Data entries:
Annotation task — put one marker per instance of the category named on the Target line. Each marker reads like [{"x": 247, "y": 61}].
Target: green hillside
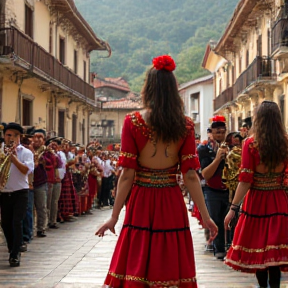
[{"x": 138, "y": 30}]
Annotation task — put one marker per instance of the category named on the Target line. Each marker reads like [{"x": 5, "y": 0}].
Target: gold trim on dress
[
  {"x": 260, "y": 250},
  {"x": 188, "y": 156},
  {"x": 271, "y": 262},
  {"x": 246, "y": 170},
  {"x": 174, "y": 283},
  {"x": 127, "y": 155}
]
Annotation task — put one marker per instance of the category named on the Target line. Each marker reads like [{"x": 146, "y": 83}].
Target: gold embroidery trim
[
  {"x": 247, "y": 170},
  {"x": 128, "y": 155},
  {"x": 243, "y": 266},
  {"x": 189, "y": 156},
  {"x": 165, "y": 283},
  {"x": 260, "y": 250}
]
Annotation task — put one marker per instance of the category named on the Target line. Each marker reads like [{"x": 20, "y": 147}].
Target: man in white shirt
[
  {"x": 106, "y": 180},
  {"x": 14, "y": 196}
]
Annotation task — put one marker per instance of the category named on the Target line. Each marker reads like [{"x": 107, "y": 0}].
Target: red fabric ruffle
[
  {"x": 126, "y": 162},
  {"x": 196, "y": 213},
  {"x": 114, "y": 282},
  {"x": 155, "y": 242},
  {"x": 261, "y": 235},
  {"x": 192, "y": 163},
  {"x": 246, "y": 177}
]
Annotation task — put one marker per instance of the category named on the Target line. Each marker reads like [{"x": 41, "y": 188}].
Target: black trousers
[
  {"x": 13, "y": 210},
  {"x": 105, "y": 190}
]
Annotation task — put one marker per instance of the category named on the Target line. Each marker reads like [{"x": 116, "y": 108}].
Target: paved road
[{"x": 72, "y": 257}]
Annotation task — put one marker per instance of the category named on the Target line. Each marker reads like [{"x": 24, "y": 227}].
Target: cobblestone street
[{"x": 72, "y": 257}]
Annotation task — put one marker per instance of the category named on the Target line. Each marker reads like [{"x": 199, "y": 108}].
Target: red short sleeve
[
  {"x": 188, "y": 157},
  {"x": 247, "y": 161},
  {"x": 129, "y": 152}
]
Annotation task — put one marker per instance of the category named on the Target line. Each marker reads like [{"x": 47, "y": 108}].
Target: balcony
[
  {"x": 225, "y": 97},
  {"x": 260, "y": 70},
  {"x": 280, "y": 38},
  {"x": 32, "y": 57}
]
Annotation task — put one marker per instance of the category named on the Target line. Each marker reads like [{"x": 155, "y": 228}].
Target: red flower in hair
[
  {"x": 219, "y": 118},
  {"x": 164, "y": 62}
]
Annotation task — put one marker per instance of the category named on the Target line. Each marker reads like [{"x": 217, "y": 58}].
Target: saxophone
[{"x": 5, "y": 163}]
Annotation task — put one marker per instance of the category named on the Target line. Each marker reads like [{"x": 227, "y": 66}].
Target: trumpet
[{"x": 5, "y": 163}]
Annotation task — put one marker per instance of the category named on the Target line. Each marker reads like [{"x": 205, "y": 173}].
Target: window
[
  {"x": 61, "y": 123},
  {"x": 247, "y": 58},
  {"x": 240, "y": 65},
  {"x": 84, "y": 71},
  {"x": 26, "y": 112},
  {"x": 282, "y": 107},
  {"x": 259, "y": 46},
  {"x": 228, "y": 76},
  {"x": 83, "y": 131},
  {"x": 75, "y": 61},
  {"x": 62, "y": 50},
  {"x": 194, "y": 100},
  {"x": 50, "y": 39},
  {"x": 74, "y": 128},
  {"x": 50, "y": 117},
  {"x": 233, "y": 74},
  {"x": 269, "y": 42},
  {"x": 28, "y": 21}
]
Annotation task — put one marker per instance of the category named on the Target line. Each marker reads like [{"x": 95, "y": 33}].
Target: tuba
[{"x": 5, "y": 163}]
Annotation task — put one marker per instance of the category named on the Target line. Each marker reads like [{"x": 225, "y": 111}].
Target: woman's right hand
[
  {"x": 110, "y": 224},
  {"x": 209, "y": 224}
]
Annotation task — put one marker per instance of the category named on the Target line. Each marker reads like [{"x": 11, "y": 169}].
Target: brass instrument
[
  {"x": 231, "y": 170},
  {"x": 38, "y": 153},
  {"x": 5, "y": 163}
]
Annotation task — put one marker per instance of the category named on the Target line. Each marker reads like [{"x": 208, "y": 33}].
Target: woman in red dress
[
  {"x": 260, "y": 243},
  {"x": 155, "y": 247}
]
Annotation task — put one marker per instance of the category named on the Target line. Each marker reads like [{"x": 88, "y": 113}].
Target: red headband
[{"x": 165, "y": 62}]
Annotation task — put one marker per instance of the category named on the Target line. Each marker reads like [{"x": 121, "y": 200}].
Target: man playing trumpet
[
  {"x": 14, "y": 195},
  {"x": 212, "y": 159}
]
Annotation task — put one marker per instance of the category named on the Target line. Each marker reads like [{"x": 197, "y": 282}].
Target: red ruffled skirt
[
  {"x": 261, "y": 235},
  {"x": 155, "y": 246}
]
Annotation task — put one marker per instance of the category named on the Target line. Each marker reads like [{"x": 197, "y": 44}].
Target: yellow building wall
[
  {"x": 9, "y": 101},
  {"x": 41, "y": 32}
]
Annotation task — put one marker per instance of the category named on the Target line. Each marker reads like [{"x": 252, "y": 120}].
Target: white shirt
[
  {"x": 17, "y": 180},
  {"x": 107, "y": 168},
  {"x": 62, "y": 170}
]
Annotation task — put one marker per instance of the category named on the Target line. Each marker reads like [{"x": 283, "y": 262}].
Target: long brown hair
[
  {"x": 270, "y": 134},
  {"x": 161, "y": 98}
]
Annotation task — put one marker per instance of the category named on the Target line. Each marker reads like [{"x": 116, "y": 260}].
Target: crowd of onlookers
[
  {"x": 68, "y": 180},
  {"x": 219, "y": 189}
]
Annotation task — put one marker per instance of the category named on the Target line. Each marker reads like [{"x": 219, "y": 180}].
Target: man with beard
[
  {"x": 14, "y": 196},
  {"x": 212, "y": 159},
  {"x": 40, "y": 181}
]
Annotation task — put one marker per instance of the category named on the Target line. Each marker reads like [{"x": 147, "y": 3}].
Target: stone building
[
  {"x": 45, "y": 50},
  {"x": 250, "y": 61},
  {"x": 198, "y": 96}
]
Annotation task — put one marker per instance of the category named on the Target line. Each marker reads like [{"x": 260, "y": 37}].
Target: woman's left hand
[
  {"x": 230, "y": 215},
  {"x": 110, "y": 224}
]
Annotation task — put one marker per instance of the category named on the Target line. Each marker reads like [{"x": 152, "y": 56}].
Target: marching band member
[{"x": 14, "y": 196}]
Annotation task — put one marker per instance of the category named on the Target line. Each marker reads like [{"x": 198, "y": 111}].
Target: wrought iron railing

▶ _WHAT IS BEING ASKED_: From the first line to the last, retype the entries above exactly, minus the pictures.

▶ _REPLY_:
Annotation task — put one marker per instance of the category named on the Target line. Each marker reads like [{"x": 247, "y": 61}].
Target: green hillside
[{"x": 138, "y": 30}]
Annotation task — put one marker per instance of the category named on the Target line. Each marker reads like [{"x": 5, "y": 0}].
Target: gold trim on dress
[
  {"x": 260, "y": 250},
  {"x": 188, "y": 156},
  {"x": 271, "y": 262},
  {"x": 246, "y": 170},
  {"x": 174, "y": 283},
  {"x": 127, "y": 155}
]
Annotation task — put one marker per instance of the category named on the Target line. Each marker reads like [{"x": 146, "y": 83}].
Target: gold embroidery trim
[
  {"x": 247, "y": 170},
  {"x": 128, "y": 155},
  {"x": 243, "y": 266},
  {"x": 189, "y": 156},
  {"x": 165, "y": 283},
  {"x": 260, "y": 250}
]
Annotation task — put one marker per instance of the category named on the Target line. Each marker reads like [{"x": 20, "y": 147}].
Target: man in white shirt
[
  {"x": 106, "y": 180},
  {"x": 14, "y": 196}
]
Annotation task — put one marker per instance of the category named on the Target line. Each marker reads like [{"x": 107, "y": 0}].
Target: red fabric ruffle
[
  {"x": 126, "y": 162},
  {"x": 196, "y": 213},
  {"x": 114, "y": 282},
  {"x": 155, "y": 242},
  {"x": 261, "y": 235},
  {"x": 192, "y": 163},
  {"x": 246, "y": 177}
]
Annotation task — put one marker per instance of the category named on the Target line. Each marker reads like [{"x": 41, "y": 188}].
Target: black trousers
[
  {"x": 13, "y": 210},
  {"x": 105, "y": 190}
]
Annotation task — put one marker per instance of the category named on the Target line. Each marker reads like [{"x": 116, "y": 108}].
Target: paved road
[{"x": 72, "y": 257}]
Annotation task — put one marker per instance of the category named on the Target line. Each marker reads like [{"x": 24, "y": 227}].
Target: cobblestone street
[{"x": 72, "y": 257}]
Annotation task — put one marker per instance of the category named on the Target line. Each marker reads like [{"x": 199, "y": 108}].
Target: red short sleeve
[
  {"x": 188, "y": 157},
  {"x": 247, "y": 161},
  {"x": 129, "y": 152}
]
Annotation task — put one marker per instance of the category named on the Target line. Each marker reads like [{"x": 47, "y": 108}].
Target: balcony
[
  {"x": 225, "y": 97},
  {"x": 260, "y": 70},
  {"x": 280, "y": 38},
  {"x": 32, "y": 57}
]
Annotation task — put one marker per instance of the category named on the Target line. Each marker reads like [{"x": 155, "y": 228}].
Target: red flower in hair
[
  {"x": 219, "y": 118},
  {"x": 164, "y": 62}
]
Annotation task — put one marker per instance of the category named on the Target line. Each marker reads like [{"x": 217, "y": 58}].
Target: saxophone
[{"x": 5, "y": 163}]
Annotation task — put one marker per instance of the category named on the Target line. Each marker reads like [{"x": 227, "y": 66}].
Target: trumpet
[{"x": 5, "y": 163}]
Annotation task — put one marker per instance of the category named on the Target line. Each marker reads like [{"x": 205, "y": 173}].
Target: window
[
  {"x": 61, "y": 123},
  {"x": 247, "y": 58},
  {"x": 240, "y": 65},
  {"x": 84, "y": 71},
  {"x": 26, "y": 112},
  {"x": 282, "y": 107},
  {"x": 259, "y": 46},
  {"x": 228, "y": 76},
  {"x": 83, "y": 131},
  {"x": 75, "y": 61},
  {"x": 62, "y": 50},
  {"x": 194, "y": 100},
  {"x": 50, "y": 39},
  {"x": 74, "y": 128},
  {"x": 50, "y": 117},
  {"x": 233, "y": 74},
  {"x": 269, "y": 42},
  {"x": 28, "y": 21}
]
Annotation task — put one marker per instance of the category named on the Target line. Each marker reads like [{"x": 95, "y": 33}].
Target: tuba
[{"x": 5, "y": 163}]
Annotation task — put one marker per instance of the category named on the Target line. Each marker reads like [{"x": 225, "y": 111}].
Target: woman's right hand
[
  {"x": 110, "y": 224},
  {"x": 209, "y": 224}
]
Annotation task — put one marker per instance of the category named on the Target line. Each marker reads like [{"x": 11, "y": 169}].
Target: brass instrument
[
  {"x": 231, "y": 170},
  {"x": 38, "y": 153},
  {"x": 5, "y": 163}
]
Annotation task — put one marker per instance of the category named on the Target line. Each marker reads like [{"x": 208, "y": 33}].
Target: woman in red dress
[
  {"x": 260, "y": 243},
  {"x": 155, "y": 247}
]
Annotation task — put one marker per instance of the category named on the Target line. Each marker reads like [{"x": 88, "y": 113}].
Target: red headband
[{"x": 165, "y": 62}]
Annotation task — put one marker per instance of the category named on the Target line. Each marker reads like [{"x": 121, "y": 200}].
Target: man playing trumpet
[
  {"x": 14, "y": 195},
  {"x": 212, "y": 159}
]
Annotation task — put one marker per instance of the category named on the Target line. Each marker reads like [{"x": 197, "y": 282}].
Target: red ruffled skirt
[
  {"x": 261, "y": 235},
  {"x": 155, "y": 246}
]
Annotation task — put one marker per instance of the category named on the Target line. Each marker reads like [{"x": 197, "y": 44}].
Target: yellow building wall
[
  {"x": 9, "y": 101},
  {"x": 41, "y": 32}
]
Annotation task — put one marker per instance of the category named on the Target line. Each marker reads like [{"x": 252, "y": 120}].
Target: white shirt
[
  {"x": 17, "y": 180},
  {"x": 107, "y": 168},
  {"x": 62, "y": 170}
]
Annotation task — put one marker per instance of the category named on the Target line. Each marker reads like [{"x": 283, "y": 262}].
Target: long brown hair
[
  {"x": 270, "y": 134},
  {"x": 161, "y": 98}
]
Annotation task — put one marker per instance of the category named on the Target line. Each marker reads like [{"x": 116, "y": 260}].
Target: crowd of onlookers
[
  {"x": 68, "y": 180},
  {"x": 219, "y": 189}
]
Annotation task — put one marker per instance of the category named on the Target line. Each marker reads like [{"x": 219, "y": 180}].
Target: man with beard
[
  {"x": 14, "y": 196},
  {"x": 212, "y": 159},
  {"x": 40, "y": 181}
]
Annotation task — put one marker per instance of the category named on the Target line. Each marker reads like [{"x": 147, "y": 3}].
Target: stone building
[
  {"x": 45, "y": 50},
  {"x": 250, "y": 61},
  {"x": 198, "y": 96}
]
Annotation task — put one marker per instance of the category named on the Target line. Each marker reads like [{"x": 260, "y": 37}].
Target: woman's left hand
[
  {"x": 230, "y": 215},
  {"x": 110, "y": 224}
]
Annotation task — put one marker per instance of the category named on the Target line. Each marker reads like [{"x": 152, "y": 56}].
Target: marching band member
[{"x": 14, "y": 196}]
Annotation task — put one marker per instance of the category named on the Target line. Each marker reads like [{"x": 198, "y": 111}].
Target: wrought iron railing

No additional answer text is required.